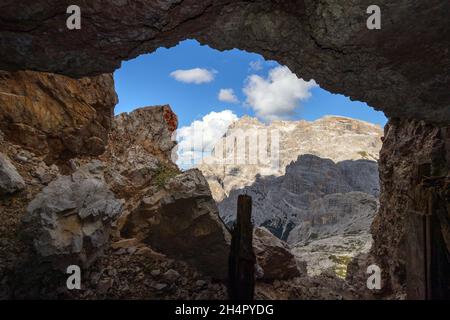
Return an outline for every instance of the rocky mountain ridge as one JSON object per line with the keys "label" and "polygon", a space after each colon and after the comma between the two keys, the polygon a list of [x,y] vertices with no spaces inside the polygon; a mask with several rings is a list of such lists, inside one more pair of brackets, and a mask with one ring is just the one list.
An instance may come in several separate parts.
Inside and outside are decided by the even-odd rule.
{"label": "rocky mountain ridge", "polygon": [[[218,202],[228,196],[231,190],[253,184],[257,175],[283,175],[286,167],[302,154],[316,155],[334,162],[359,159],[376,161],[383,135],[383,130],[378,125],[340,116],[325,116],[312,122],[272,121],[269,124],[244,116],[230,125],[216,145],[226,145],[226,137],[233,136],[236,131],[245,133],[251,130],[267,134],[266,148],[269,149],[269,154],[270,133],[278,132],[279,164],[273,167],[272,164],[263,163],[260,157],[256,164],[249,161],[242,165],[228,162],[222,164],[220,160],[214,159],[213,153],[212,159],[199,164],[198,168],[208,179],[213,197]],[[260,151],[267,150],[258,149]],[[248,146],[245,153],[237,156],[248,159]]]}
{"label": "rocky mountain ridge", "polygon": [[[268,125],[243,117],[230,126],[217,146],[229,136],[255,129],[279,131],[277,170],[264,164],[199,166],[222,219],[232,225],[237,197],[250,195],[255,225],[287,241],[297,257],[308,263],[311,274],[325,268],[345,269],[341,262],[348,263],[352,256],[370,248],[369,229],[380,194],[376,160],[381,128],[335,116]],[[247,148],[245,152],[250,151]],[[321,245],[315,245],[319,240]],[[342,248],[335,250],[339,246]],[[310,255],[312,251],[315,253]],[[334,254],[338,258],[330,259]]]}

WORK REQUEST
Without the pictures, repeat all the records word for word.

SOLVED EXERCISE
Return an outline for every instance of the rocky mountain ridge as one JSON object per line with the keys "label" and "polygon", a space after each colon and after the comma between the two keys, the polygon a list of [x,y] vertices with no spaces inside the polygon; a mask with several rings is a list of such lists, inside one more pair of brackets, and a mask with one ring is just the one list.
An instance may come in several separate parts.
Inside and outside are decided by the even-odd rule.
{"label": "rocky mountain ridge", "polygon": [[[218,202],[228,196],[231,190],[253,184],[257,175],[283,175],[286,167],[302,154],[316,155],[334,162],[359,159],[376,161],[383,135],[383,130],[378,125],[340,116],[325,116],[312,122],[272,121],[269,124],[244,116],[230,125],[216,145],[226,145],[226,137],[233,136],[236,131],[245,133],[251,130],[267,134],[266,148],[269,149],[269,154],[270,133],[278,132],[279,164],[273,167],[272,164],[263,163],[260,157],[256,164],[249,161],[242,165],[228,162],[222,164],[220,160],[214,159],[213,153],[212,159],[199,164],[198,168],[208,179],[213,197]],[[260,151],[267,150],[258,149]],[[248,146],[245,153],[237,156],[248,159]]]}
{"label": "rocky mountain ridge", "polygon": [[[268,125],[243,117],[230,126],[217,146],[229,136],[255,129],[279,131],[277,170],[264,164],[199,166],[222,219],[232,225],[237,197],[250,195],[255,225],[287,241],[297,257],[308,263],[311,274],[325,268],[345,269],[341,262],[348,263],[352,256],[370,248],[369,229],[380,194],[376,160],[381,128],[335,116]],[[247,148],[245,152],[250,151]],[[321,245],[315,245],[319,240]],[[342,248],[335,250],[339,246]],[[310,255],[312,251],[315,253]],[[334,254],[338,258],[330,259]]]}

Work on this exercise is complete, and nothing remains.